Given records
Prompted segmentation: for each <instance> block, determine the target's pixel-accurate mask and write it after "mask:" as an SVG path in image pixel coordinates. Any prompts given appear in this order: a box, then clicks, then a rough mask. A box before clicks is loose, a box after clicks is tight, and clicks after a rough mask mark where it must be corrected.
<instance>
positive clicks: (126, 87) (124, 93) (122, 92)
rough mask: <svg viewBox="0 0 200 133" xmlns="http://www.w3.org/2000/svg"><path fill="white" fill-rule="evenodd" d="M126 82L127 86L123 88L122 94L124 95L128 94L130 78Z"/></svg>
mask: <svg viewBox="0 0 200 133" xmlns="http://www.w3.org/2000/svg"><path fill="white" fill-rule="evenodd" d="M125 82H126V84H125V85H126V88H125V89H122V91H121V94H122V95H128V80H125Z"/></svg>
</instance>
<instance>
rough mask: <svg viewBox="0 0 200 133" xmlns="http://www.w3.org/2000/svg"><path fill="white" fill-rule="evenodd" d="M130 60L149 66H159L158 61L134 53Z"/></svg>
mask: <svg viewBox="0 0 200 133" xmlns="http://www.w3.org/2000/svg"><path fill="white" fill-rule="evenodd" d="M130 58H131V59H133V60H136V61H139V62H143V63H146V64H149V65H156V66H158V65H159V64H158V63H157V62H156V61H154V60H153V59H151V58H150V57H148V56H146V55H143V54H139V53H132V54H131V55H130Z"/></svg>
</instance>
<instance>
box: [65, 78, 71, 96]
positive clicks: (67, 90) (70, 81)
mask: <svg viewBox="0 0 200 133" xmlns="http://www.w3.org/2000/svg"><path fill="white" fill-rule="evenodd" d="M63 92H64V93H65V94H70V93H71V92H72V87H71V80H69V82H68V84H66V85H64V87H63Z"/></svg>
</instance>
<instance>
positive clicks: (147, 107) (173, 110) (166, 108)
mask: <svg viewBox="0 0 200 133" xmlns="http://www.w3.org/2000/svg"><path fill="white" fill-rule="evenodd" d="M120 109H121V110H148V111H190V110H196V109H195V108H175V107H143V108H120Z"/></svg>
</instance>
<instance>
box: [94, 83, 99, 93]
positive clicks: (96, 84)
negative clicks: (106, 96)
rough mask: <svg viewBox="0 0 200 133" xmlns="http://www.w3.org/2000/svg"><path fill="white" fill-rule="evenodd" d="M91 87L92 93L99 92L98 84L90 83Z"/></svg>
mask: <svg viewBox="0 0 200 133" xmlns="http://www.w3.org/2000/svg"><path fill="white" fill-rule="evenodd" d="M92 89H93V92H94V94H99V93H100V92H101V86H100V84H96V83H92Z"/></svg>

Problem requirements
Please retype the lines from the start of the entries up to and including the line with "positive clicks: (126, 87)", with no changes.

Response for this exercise
Prompted segmentation: for each <instance> block, determine the target's pixel-accurate mask and write it after "mask:" as an SVG path in image pixel coordinates. Any prompts given appear in this order: a box, then clicks, then a rough mask. A box before clicks is loose, a box after clicks is tight, and clicks after a rough mask mark where it must be corrected.
<instance>
positive clicks: (126, 87) (124, 93) (122, 92)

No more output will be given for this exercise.